Data section:
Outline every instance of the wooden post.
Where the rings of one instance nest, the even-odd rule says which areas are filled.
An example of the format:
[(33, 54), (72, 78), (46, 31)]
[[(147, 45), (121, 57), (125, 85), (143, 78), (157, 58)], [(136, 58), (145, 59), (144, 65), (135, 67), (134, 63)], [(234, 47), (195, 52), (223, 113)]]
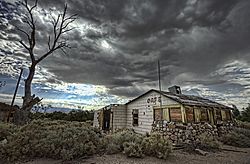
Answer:
[(14, 92), (14, 96), (13, 96), (13, 99), (11, 101), (11, 107), (10, 107), (10, 109), (8, 111), (7, 122), (10, 121), (10, 115), (11, 115), (12, 108), (13, 108), (13, 105), (14, 105), (14, 102), (15, 102), (15, 98), (16, 98), (16, 94), (17, 94), (17, 91), (18, 91), (18, 87), (19, 87), (19, 83), (20, 83), (22, 74), (23, 74), (23, 69), (21, 68), (21, 72), (20, 72), (20, 75), (19, 75), (19, 78), (18, 78), (18, 81), (17, 81), (17, 84), (16, 84), (16, 89), (15, 89), (15, 92)]
[(13, 107), (13, 104), (15, 102), (15, 98), (16, 98), (16, 94), (17, 94), (17, 90), (18, 90), (18, 87), (19, 87), (19, 83), (20, 83), (22, 74), (23, 74), (23, 69), (21, 68), (21, 72), (20, 72), (20, 75), (19, 75), (19, 78), (18, 78), (18, 81), (17, 81), (17, 84), (16, 84), (15, 93), (14, 93), (14, 96), (13, 96), (13, 99), (12, 99), (12, 102), (11, 102), (11, 107)]

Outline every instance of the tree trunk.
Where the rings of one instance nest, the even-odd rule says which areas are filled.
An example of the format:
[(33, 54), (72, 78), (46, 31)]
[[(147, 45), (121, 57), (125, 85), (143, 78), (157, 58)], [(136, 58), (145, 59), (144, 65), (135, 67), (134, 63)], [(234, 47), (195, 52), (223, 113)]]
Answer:
[(25, 80), (23, 106), (15, 112), (14, 116), (14, 123), (17, 125), (24, 125), (29, 121), (29, 113), (33, 106), (29, 104), (31, 104), (34, 99), (34, 96), (31, 96), (31, 83), (35, 74), (35, 69), (36, 65), (32, 63), (29, 68), (29, 75)]
[(27, 79), (25, 80), (23, 107), (27, 106), (33, 98), (31, 96), (31, 83), (35, 75), (35, 69), (36, 69), (36, 65), (32, 63), (31, 67), (29, 68), (29, 75)]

Task instructions: Retype the listing exactly. Leave the pictures out.

Answer to the problem:
Outline every instance of the wooden post.
Where the rings of one instance nest, the even-odd rule says which areas are filled.
An example of the format:
[(33, 54), (72, 78), (46, 31)]
[[(147, 45), (121, 57), (125, 85), (143, 78), (157, 58)], [(136, 58), (145, 59), (144, 65), (135, 67), (134, 63)], [(234, 47), (195, 52), (223, 113)]]
Answer:
[(14, 92), (14, 96), (13, 96), (13, 99), (11, 101), (11, 107), (10, 107), (10, 109), (8, 111), (7, 122), (10, 121), (10, 115), (11, 115), (12, 108), (13, 108), (13, 105), (14, 105), (14, 102), (15, 102), (15, 98), (16, 98), (16, 94), (17, 94), (17, 91), (18, 91), (18, 87), (19, 87), (19, 83), (20, 83), (22, 74), (23, 74), (23, 69), (21, 68), (21, 72), (20, 72), (20, 75), (19, 75), (19, 78), (18, 78), (18, 81), (17, 81), (17, 84), (16, 84), (16, 89), (15, 89), (15, 92)]
[(13, 107), (13, 104), (15, 102), (15, 98), (16, 98), (16, 94), (17, 94), (17, 90), (18, 90), (18, 87), (19, 87), (19, 83), (20, 83), (22, 74), (23, 74), (23, 69), (21, 68), (21, 72), (20, 72), (20, 75), (19, 75), (19, 78), (18, 78), (18, 81), (17, 81), (17, 84), (16, 84), (15, 93), (14, 93), (14, 96), (13, 96), (13, 99), (12, 99), (12, 102), (11, 102), (11, 107)]

Outline every instance of the tree trunk.
Where the rings of one instance nest, the even-odd rule says which areas are filled.
An example of the format:
[(33, 54), (72, 78), (46, 31)]
[[(147, 45), (121, 57), (125, 85), (143, 78), (157, 58)], [(136, 58), (145, 59), (144, 65), (135, 67), (134, 63)], [(234, 47), (195, 52), (223, 113)]]
Answer:
[(25, 80), (23, 106), (15, 112), (14, 116), (14, 123), (17, 125), (24, 125), (29, 121), (29, 113), (33, 106), (29, 104), (31, 104), (34, 99), (34, 96), (31, 96), (31, 83), (35, 74), (35, 69), (36, 65), (32, 63), (29, 68), (29, 75)]
[(27, 79), (25, 80), (23, 107), (27, 106), (33, 98), (31, 96), (31, 83), (35, 75), (35, 69), (36, 69), (36, 65), (32, 63), (31, 67), (29, 68), (29, 75)]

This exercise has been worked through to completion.